What is being asked →
Look through the data below. Show each line where the string "rocky" occurs.

Source records →

________

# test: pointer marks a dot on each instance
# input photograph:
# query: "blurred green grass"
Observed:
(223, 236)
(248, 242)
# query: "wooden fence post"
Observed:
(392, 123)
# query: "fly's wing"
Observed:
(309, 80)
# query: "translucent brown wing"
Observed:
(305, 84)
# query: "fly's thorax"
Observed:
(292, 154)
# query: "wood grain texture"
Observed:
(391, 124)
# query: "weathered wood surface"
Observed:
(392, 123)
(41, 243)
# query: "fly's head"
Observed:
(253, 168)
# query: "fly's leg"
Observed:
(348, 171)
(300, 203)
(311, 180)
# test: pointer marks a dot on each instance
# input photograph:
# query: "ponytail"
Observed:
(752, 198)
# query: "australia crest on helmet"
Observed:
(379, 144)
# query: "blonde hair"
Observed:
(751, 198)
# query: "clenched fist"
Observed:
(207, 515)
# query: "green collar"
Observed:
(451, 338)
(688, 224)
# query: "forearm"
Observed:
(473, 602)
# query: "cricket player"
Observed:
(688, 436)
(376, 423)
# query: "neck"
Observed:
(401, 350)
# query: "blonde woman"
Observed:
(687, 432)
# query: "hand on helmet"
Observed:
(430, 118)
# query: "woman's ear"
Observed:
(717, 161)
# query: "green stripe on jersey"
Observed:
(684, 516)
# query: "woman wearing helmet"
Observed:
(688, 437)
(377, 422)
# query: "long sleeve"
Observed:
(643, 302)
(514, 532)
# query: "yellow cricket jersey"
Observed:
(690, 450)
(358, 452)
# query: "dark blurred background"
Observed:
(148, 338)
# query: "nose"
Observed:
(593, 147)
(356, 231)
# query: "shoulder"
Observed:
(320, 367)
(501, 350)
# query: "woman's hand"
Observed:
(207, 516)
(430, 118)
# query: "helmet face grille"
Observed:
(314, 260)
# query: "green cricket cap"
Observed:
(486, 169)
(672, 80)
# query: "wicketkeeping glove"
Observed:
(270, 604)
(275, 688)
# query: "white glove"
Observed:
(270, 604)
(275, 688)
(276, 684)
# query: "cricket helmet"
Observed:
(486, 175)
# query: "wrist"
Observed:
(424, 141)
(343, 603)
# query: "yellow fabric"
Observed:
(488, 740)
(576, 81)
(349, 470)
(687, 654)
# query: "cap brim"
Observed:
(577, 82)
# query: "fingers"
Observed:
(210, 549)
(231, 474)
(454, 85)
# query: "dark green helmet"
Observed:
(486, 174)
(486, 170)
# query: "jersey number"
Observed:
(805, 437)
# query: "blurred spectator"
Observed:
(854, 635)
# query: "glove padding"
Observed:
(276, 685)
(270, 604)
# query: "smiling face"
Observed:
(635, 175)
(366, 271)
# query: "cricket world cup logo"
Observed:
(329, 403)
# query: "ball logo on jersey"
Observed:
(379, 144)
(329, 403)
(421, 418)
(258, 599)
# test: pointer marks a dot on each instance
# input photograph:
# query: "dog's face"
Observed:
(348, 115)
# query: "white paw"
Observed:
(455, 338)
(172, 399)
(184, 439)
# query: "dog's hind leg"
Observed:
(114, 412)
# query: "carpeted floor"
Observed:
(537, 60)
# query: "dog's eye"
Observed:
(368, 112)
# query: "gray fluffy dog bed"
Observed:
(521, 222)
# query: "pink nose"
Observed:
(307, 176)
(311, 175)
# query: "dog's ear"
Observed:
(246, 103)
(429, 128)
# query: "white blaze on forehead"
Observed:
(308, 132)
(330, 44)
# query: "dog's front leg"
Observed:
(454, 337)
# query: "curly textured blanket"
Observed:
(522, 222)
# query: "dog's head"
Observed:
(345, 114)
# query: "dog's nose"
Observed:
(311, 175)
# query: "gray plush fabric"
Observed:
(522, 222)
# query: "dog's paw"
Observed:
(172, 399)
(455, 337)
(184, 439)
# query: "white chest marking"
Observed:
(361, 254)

________

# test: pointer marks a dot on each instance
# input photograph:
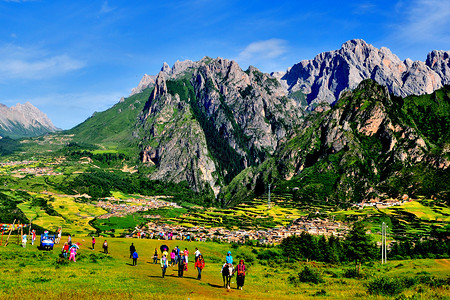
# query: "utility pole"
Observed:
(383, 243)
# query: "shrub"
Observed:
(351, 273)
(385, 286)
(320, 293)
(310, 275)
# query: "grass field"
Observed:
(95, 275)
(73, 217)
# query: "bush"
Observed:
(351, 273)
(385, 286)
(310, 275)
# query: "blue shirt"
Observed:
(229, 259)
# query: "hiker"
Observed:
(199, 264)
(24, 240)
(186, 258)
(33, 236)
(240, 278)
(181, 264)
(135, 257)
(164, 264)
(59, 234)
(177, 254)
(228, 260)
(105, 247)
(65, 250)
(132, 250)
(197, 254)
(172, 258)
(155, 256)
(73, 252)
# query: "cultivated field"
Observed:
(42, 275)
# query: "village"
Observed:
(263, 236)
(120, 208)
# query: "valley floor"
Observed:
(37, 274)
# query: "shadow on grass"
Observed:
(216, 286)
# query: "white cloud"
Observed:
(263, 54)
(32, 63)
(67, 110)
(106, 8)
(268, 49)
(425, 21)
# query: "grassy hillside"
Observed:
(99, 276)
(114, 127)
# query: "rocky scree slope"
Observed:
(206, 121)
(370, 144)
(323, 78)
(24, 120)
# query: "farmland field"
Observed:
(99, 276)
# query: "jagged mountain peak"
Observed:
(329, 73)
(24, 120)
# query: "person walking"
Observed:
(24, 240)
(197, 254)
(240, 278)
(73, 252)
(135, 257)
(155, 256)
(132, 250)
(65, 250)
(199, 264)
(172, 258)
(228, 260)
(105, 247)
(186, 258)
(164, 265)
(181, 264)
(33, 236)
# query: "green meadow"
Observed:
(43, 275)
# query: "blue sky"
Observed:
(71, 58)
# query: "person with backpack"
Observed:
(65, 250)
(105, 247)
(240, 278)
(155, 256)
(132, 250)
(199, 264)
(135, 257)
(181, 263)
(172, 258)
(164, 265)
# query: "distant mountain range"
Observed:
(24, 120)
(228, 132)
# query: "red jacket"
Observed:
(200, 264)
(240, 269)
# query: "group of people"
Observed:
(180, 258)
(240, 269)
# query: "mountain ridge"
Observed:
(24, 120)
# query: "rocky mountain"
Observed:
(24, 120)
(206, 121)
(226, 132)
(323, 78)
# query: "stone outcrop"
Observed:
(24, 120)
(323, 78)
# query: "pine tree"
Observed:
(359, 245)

________

Answer to this exercise →
# query: "rocky scree slope"
# query: "rocky mountain"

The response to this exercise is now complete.